Repeat every line that appears below, with nothing altered.

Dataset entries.
=====
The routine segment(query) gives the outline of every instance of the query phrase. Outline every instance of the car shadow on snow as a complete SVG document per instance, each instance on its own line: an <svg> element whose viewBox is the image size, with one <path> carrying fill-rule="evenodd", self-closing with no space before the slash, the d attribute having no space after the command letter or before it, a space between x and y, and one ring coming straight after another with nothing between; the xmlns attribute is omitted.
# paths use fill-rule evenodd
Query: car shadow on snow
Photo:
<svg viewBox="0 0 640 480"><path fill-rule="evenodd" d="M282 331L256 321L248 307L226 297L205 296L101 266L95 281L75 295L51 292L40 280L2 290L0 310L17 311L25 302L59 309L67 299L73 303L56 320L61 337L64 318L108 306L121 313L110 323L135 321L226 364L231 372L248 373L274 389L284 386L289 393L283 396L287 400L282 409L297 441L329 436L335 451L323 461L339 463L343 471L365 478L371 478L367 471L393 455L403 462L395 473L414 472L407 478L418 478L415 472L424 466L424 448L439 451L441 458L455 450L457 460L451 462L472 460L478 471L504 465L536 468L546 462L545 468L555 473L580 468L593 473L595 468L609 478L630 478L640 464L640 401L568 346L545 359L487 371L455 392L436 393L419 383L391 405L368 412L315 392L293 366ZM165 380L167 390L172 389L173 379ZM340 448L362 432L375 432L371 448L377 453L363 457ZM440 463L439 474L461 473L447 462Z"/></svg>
=====
EXPECTED ANSWER.
The routine segment(query) gives the outline of every instance of the query phrase. Outline every instance of the car shadow on snow as a complete SVG document per instance, each instance on its own line: an <svg> element whose viewBox is the image size, with one <path> carrying fill-rule="evenodd", self-closing with no space before the slash, the d attribute having no space after the command letter or before it, a space between x and y, and one ring coming straight after another with nothing between; the xmlns attribute is omitted.
# paths use fill-rule evenodd
Query: car shadow on snow
Photo:
<svg viewBox="0 0 640 480"><path fill-rule="evenodd" d="M282 331L256 321L248 307L226 297L205 296L101 266L95 281L75 295L51 292L40 280L2 290L0 310L17 311L25 302L59 309L67 299L73 303L56 320L61 337L64 318L108 306L121 313L110 323L135 321L226 364L231 372L248 373L274 389L284 386L289 393L283 396L287 400L282 409L297 441L329 436L335 451L323 461L339 463L343 471L365 478L371 478L367 471L393 455L403 462L395 473L414 472L407 478L418 478L415 472L424 466L424 448L439 451L441 458L455 450L457 460L451 462L472 460L478 471L504 465L536 468L546 462L545 468L555 473L580 468L593 473L595 468L609 478L630 478L640 464L640 401L568 346L545 359L487 371L455 392L436 393L419 383L391 405L368 412L315 392L293 366ZM165 380L167 390L172 389L173 379ZM340 448L362 432L375 432L371 448L377 453L363 457ZM440 463L439 474L461 473L447 462Z"/></svg>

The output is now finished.